:: Extrahierter Text ::
------------------------------------------------------------------------
# Der einstieg in Java



## FastProg (21. November 2004)

Hi Leute,

bin in Java ein totaler anfänger, hab mir das SDK herruntergeladen und möchte Anwendungen mit Java programmieren. Also Anwendungen zu programmieren ist für mich überhaupt nichts neues, nur das Java   .Naja, jetzt hab ich halt einige fragen, da ich nicht wirklich weiß anzufangen.

1.Gibt es irgend eine gute IDE für Java, in der es einen Form Designer gibt?
Oder eine Andere möglichkeit per Designer eine Form in Java zu bekommen?

2.Wenn ich jetzt eine Anwendung mit Java programmieren würde, würde diese auch ohne Probleme auf Linux oder Mac laufen? oder müsste ich dafür einiges um programmieren?

3.Das Kompilieren    , gibt es da eine gute möglichkeit, läuft das dann auch unter allen OS´s?

4.Was hat es mit den PlugIn´s für einige Java IDE´s auf sich? wenn man jetzt eine Anwendung unter Windows mit einen PlugIn programmiert, es kompilieren will und dann unter Linux starten, ist dies möglich?

5.Gibt es gute Seiten wo vielleicht beschrieben wird wie man kleine Anwendungen mit Java schreibt, vielleicht kleine Chat-Programme oder IRC-Clients...

6.Was gibt es noch wichtig was man über Java wissen muss?

So glaube, das sind richtig viele Java Anfänger fragen  


mfg.
FastProg


----------



## hpvw (21. November 2004)

zu 1:
Ich bin mit Eclipse höchstzufrieden. http://www.eclipse.org
Kost nix, ist selbst in Java geschrieben. Hat aber 'ne Install und 'ne exe für Windows.
Bietet Code Completion etc. was man halt so kennt.
Aber eines der wichtigsten Features, was ich bisher nirgends gesehen hatte, ist automatische Fehlerkorrektur bzw. Lösungsvorschläge, die auf Knopfdruck eingefügt werden. Z.B. Subklasse erstellen, Fehler Superklasse gibts nicht, dann legt er sie Dir an..
------------------------------------------------------------------------
:: Gespeicherte Daten ::
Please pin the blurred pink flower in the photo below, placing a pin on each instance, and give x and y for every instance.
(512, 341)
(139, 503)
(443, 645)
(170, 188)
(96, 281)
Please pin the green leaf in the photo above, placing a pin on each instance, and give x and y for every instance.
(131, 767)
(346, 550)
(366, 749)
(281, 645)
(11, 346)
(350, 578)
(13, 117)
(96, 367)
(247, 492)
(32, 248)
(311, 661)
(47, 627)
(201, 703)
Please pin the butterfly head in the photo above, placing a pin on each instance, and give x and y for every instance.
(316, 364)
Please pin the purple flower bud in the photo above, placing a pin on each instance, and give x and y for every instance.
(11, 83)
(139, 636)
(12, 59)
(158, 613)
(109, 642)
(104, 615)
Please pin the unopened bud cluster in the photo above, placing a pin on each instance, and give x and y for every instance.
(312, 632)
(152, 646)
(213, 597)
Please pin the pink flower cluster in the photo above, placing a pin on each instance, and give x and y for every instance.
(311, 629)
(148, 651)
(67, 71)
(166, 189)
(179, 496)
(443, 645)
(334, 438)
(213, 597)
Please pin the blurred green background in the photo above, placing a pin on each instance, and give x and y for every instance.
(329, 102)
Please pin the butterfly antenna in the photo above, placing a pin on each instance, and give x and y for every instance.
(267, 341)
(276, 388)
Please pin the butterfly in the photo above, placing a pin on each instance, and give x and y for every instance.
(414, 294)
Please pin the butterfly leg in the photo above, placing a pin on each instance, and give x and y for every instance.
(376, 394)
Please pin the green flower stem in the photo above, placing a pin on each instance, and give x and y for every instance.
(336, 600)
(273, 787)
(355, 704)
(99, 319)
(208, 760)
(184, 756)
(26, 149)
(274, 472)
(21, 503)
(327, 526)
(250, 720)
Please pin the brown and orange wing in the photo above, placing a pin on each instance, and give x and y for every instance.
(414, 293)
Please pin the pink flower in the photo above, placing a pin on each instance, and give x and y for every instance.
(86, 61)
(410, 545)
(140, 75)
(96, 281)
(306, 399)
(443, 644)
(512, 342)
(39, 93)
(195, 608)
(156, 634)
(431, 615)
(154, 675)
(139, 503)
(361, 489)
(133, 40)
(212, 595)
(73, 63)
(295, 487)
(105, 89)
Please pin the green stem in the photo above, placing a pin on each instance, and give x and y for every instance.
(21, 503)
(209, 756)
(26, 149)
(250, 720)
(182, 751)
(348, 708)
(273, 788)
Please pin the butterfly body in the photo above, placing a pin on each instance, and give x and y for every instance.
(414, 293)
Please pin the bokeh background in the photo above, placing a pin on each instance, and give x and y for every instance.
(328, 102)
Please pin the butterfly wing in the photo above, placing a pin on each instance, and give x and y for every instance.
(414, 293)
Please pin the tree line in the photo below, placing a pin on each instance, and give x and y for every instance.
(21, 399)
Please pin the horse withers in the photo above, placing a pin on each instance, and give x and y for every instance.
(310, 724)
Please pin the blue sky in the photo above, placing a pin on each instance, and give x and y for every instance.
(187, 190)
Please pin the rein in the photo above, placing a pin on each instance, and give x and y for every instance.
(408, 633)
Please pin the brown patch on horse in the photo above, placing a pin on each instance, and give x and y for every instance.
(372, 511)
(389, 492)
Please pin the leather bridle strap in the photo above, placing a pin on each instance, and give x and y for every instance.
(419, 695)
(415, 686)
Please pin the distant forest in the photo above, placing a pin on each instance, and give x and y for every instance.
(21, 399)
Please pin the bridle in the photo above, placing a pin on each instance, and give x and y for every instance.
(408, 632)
------------------------------------------------------------------------
:: Aufgabe ::
Führen Sie den Forumsthread zum Einstieg in Java im Anschluss an seinen letzten Satz fort.

:: Erwartete Antwort ::
Eclipse ist mit PlugIns erweiterbar.
Insbesondere das Eclipse-UML gefällt mir sehr, da Du Live im UML-Diagramm und Code arbeiten kannst.
Es gibt angeblich auch ein PlugIn für "Fensterzusammenbauen". Das habe ich aber noch nicht getestet. Ich weiß lieber selbst, was in meinen Fenstern passiert, und wie mein Code strukturiert ist. Aprpos Struktur, Eclipse macht automatisch Codeformatting, also Einrücken und so. Haben andere zwar auch, habe ich aber das erste mal in Eclipse gesehen.
Strg+Space und Strg+1 sind meine besten Freunde, in Eclipse muss man nicht mehr viel selber tippen, selbst Parameter von Funktionen kann er raten.

Der JBuilder hat glaub ich auch einen GUI-Designer, aber mit JBuilder kam ich gar nicht klar und kann deswegen nicht viel darüber sagen.

Es gibt sicher auch noch einige andere, die eine GUI zusammenbauen können.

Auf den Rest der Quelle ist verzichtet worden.